Your goal:
Copy all the material below line by line, requests included, but scale every point coordinate in the answers by 0.25 and round each result to a whole number, with halves rounding up. Leave the pictures out.

════

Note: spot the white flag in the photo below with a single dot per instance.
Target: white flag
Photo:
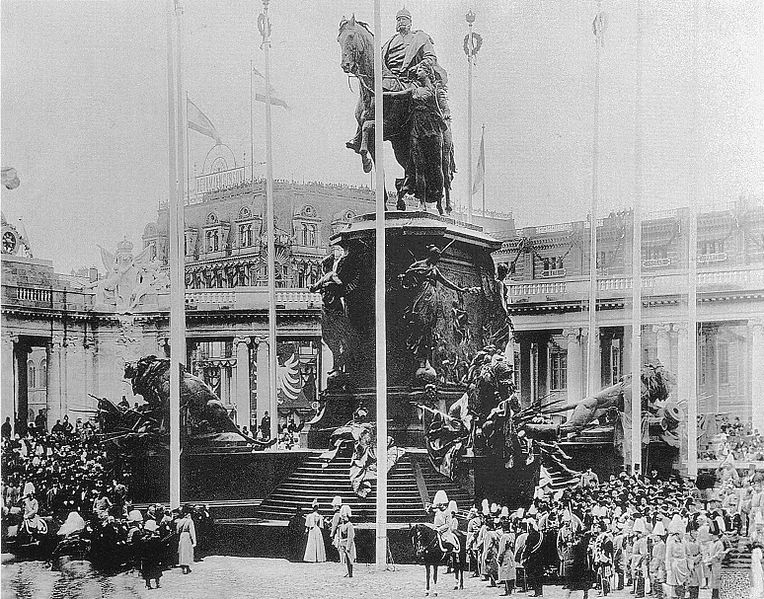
(198, 121)
(480, 171)
(260, 95)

════

Written answer:
Note: spot the white flag in the photo below with a single dot per instance.
Target: white flag
Photo:
(50, 30)
(120, 43)
(65, 24)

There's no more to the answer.